▶ INSTRUCTIONS TO FOLLOW: Count the lines in the records below that contain the string "bottle", matching case exactly. Reply with the number alone.
— start MATERIALS PROVIDED —
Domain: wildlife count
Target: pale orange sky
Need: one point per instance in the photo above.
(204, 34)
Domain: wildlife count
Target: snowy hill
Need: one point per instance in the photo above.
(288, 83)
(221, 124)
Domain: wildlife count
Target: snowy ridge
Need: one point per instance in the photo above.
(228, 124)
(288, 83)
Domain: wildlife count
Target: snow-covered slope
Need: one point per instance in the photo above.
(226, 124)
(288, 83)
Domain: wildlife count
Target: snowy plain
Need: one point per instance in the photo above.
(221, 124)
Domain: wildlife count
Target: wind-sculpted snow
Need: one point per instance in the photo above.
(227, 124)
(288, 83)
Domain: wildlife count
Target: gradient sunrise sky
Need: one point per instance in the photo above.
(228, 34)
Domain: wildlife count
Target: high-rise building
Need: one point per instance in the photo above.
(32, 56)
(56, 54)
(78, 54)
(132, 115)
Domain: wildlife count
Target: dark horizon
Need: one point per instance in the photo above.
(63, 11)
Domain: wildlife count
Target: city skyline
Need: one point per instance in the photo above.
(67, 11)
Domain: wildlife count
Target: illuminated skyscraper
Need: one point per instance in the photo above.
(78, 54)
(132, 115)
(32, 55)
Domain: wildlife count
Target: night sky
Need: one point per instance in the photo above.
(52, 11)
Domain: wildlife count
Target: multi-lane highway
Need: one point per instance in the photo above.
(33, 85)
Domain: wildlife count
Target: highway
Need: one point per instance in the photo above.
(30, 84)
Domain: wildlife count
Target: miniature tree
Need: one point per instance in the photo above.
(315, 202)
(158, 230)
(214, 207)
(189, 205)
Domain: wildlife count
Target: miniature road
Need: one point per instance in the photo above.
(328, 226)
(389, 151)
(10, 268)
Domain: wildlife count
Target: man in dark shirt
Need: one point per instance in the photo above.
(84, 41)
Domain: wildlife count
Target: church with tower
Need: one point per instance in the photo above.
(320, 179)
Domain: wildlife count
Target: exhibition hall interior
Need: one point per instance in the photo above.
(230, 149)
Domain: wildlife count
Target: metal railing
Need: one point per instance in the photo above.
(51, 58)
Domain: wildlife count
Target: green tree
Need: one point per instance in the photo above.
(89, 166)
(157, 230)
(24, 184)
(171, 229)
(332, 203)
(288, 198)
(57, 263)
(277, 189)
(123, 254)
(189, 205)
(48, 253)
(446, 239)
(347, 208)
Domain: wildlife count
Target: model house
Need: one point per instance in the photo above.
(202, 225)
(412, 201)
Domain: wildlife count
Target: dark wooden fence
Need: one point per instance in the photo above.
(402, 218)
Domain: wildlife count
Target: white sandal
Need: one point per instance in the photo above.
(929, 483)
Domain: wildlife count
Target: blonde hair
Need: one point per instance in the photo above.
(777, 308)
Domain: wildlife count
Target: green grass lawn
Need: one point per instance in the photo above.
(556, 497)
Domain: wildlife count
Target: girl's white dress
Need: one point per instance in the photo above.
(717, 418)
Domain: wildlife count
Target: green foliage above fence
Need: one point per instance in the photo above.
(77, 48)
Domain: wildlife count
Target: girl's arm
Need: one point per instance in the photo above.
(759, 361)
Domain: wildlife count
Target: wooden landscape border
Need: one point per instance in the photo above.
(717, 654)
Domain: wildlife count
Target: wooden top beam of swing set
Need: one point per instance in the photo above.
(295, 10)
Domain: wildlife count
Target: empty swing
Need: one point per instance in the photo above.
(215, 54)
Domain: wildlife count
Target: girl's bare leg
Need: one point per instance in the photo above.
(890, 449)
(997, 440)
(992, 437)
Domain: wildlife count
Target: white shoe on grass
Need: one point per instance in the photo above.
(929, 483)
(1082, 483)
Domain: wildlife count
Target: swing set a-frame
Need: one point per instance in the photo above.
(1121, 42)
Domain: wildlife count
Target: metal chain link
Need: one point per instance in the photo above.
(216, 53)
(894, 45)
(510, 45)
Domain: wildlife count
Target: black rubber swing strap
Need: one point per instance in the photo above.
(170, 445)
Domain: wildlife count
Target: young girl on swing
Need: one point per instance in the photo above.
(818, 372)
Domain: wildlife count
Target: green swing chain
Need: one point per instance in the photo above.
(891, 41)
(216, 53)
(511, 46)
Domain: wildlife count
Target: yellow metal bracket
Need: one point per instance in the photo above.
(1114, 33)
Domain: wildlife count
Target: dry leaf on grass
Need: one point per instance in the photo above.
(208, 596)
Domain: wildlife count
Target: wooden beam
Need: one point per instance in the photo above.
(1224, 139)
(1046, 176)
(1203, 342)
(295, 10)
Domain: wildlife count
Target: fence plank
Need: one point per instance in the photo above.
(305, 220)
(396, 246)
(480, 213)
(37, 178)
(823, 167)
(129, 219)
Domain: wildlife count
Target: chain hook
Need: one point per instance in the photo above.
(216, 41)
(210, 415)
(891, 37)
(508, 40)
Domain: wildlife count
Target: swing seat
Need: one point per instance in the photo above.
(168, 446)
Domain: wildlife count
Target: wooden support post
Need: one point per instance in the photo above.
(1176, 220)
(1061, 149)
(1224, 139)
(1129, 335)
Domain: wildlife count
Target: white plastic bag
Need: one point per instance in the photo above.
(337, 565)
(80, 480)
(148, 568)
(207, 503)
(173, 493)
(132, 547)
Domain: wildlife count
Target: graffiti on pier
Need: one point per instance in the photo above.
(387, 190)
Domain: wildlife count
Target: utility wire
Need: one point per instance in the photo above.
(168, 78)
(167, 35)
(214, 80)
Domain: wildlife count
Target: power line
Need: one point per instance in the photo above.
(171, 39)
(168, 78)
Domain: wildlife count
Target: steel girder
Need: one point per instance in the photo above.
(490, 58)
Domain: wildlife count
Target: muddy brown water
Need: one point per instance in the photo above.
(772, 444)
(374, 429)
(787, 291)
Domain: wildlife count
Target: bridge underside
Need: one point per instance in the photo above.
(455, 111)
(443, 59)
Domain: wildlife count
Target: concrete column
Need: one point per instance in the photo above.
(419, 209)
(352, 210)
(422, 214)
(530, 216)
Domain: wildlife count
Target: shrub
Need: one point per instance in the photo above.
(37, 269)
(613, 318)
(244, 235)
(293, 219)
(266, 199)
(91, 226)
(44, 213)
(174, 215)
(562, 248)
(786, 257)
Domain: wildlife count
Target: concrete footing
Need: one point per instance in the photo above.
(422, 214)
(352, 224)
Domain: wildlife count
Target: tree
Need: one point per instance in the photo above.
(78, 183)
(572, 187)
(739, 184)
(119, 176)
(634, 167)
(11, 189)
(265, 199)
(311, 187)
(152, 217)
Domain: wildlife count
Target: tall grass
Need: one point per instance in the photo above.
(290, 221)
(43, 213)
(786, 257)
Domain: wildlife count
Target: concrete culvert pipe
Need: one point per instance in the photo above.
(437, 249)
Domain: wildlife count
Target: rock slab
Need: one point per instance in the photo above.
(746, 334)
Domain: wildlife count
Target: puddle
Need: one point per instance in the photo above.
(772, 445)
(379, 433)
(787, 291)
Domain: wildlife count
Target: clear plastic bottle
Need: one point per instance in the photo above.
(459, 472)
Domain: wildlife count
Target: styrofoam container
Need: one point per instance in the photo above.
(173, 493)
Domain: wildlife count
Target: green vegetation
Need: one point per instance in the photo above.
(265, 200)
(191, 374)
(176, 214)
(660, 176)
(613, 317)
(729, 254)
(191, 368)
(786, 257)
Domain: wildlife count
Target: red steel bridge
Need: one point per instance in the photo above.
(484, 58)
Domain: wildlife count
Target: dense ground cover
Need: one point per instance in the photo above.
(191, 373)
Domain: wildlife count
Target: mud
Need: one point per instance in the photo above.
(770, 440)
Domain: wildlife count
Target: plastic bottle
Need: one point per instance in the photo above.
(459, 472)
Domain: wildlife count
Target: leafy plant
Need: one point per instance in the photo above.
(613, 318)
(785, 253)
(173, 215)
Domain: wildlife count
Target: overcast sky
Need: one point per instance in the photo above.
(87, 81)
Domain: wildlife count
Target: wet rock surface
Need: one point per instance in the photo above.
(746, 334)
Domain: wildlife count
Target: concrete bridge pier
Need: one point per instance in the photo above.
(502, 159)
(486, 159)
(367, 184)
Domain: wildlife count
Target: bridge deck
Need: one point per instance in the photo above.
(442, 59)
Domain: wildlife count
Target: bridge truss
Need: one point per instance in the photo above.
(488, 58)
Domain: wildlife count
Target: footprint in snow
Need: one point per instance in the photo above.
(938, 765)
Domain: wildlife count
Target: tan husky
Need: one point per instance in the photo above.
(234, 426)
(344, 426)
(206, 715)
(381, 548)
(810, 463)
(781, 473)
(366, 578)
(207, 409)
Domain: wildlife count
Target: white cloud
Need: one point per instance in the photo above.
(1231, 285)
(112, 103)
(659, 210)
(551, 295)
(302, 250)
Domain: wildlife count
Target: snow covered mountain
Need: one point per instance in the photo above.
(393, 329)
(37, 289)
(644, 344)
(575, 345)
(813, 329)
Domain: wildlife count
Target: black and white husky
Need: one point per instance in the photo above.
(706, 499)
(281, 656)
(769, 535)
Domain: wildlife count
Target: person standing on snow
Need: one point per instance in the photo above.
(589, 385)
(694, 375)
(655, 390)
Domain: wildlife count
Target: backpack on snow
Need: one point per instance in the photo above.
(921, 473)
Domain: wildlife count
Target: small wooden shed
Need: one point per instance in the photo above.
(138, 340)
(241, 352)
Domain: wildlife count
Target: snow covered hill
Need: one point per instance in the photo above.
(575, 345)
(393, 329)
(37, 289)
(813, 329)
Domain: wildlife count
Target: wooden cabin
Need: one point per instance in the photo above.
— end MATERIALS PROVIDED —
▶ TASK OUTPUT: 2